DOCUMENT SECTION:
-=-=-=-=-

Phoenix-area residents Kelea Nevis and her husband, Jim Nevis, were briefly held after his fever registered over 100 degrees, she said. Officials gave her husband a Chick-fil-A sandwich, and retook his temperature after a wait, she told CNN. It had dropped to around 99 degrees, so they were cleared to take a commercial flight home. “His temperature was 102.5 when we landed,” Kelea Nevis said.

Five days after they got home, he was rushed to the hospital by ambulance. He tested positive for coronavirus, and was hospitalized. He was released this week.

Action on potential cases changes as pandemic evolves

The incident highlights the different ways federal officials are handling potentially contagious people as the pandemic evolves.

In the case of Grand Princess, another cruise ship in which at least 21 tested positive, the evacuated American passengers were quarantined on military bases nationwide after the ship docked in California on March 9.

Over 500 of those passengers were flown to Dobbins Air Reserve Base, where they were cared for at two military facilities north of Atlanta. That was nine days before the Costa Luminosa passengers arrived in Atlanta.

It’s unclear whether it’s standard protocol now to free passengers to self-quarantine at home. More than a dozen cruise ships remain stranded at sea — some without passengers — as ports deny entry and those aboard panic about returning home.

The Centers for Disease Control and Prevention defended its decision to let the Costa Luminosa passengers fly home, noting that with the skyrocketing coronavirus community spread in the US and worldwide, it “now considers returning cruise ship passengers to be at the same level of exposure risk as Americans coming back from any” hard-hit country.

“We recommend that travelers without symptoms continue home quickly via commercial carriers and then quarantine,” it said in a statement. “This travel protocol reflects the hard reality of this unprecedented epidemic.”

The federal health agency said it became aware that a charter flight was arriving only shortly before it landed at the airport.

“CDC, along with federal, state and local partners, quickly responded by screening and triaging passengers in a remote part of the airport. Three passengers who were reported to be positive for Covid-19 were separated, and CDC and other partners worked together to determine a plan to isolate and care for those individuals,” the CDC said.

It’s unclear exactly how health authorities isolated the three passengers or what care was provided.

In addition, the CDC said, it gave passengers information on social distancing, told them to stay home for 14 days and notify their health care provider if they developed symptoms.

Georgia Gov. Brian Kemp’s office and the CDC have not responded to additional requests for comment on why the passengers were not quarantined at bases.

-=-=-=-=-

SUPPLIED DATA:
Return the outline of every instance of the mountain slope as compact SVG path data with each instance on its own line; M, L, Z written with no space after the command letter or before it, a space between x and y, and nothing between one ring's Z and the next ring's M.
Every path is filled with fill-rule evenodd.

-=-=-=-=-

TASK DESCRIPTION: Render into Spanish this sentence from the article on returning cruise passengers during the coronavirus pandemic: "It’s unclear exactly how health authorities isolated the three passengers or what care was provided."

TASK RESULT: No está claro exactamente cómo las autoridades sanitarias aislaron a los tres pasajeros ni qué atención se les brindó.